- EXERCISE BRIEF: Reproduce the records below exactly as they are written.
*** DATA PROVIDED ***
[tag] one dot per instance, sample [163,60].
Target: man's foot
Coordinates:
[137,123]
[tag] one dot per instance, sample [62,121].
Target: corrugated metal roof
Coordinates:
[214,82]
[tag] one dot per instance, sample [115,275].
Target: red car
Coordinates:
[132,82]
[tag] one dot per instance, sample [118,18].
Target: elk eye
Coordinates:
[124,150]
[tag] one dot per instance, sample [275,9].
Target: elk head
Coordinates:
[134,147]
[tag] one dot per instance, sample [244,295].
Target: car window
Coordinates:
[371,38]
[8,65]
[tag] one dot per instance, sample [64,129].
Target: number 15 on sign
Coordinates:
***
- REPLY TO THE TASK:
[tag] one dot per instance, sample [163,60].
Target: man's foot
Coordinates:
[137,123]
[tag] one dot per instance, sample [62,121].
Target: corrugated metal roof
Coordinates:
[214,82]
[tag] one dot per instance, sample [115,275].
Target: red car
Coordinates:
[132,82]
[tag] one dot per instance, sample [118,18].
Target: elk eye
Coordinates:
[124,150]
[tag] one dot per instance, sample [275,9].
Target: elk head
Coordinates:
[134,147]
[tag] one dot per instance, sample [244,295].
Target: car window
Coordinates:
[371,38]
[8,65]
[tag] one dot per instance, sample [64,129].
Target: number 15 on sign
Coordinates:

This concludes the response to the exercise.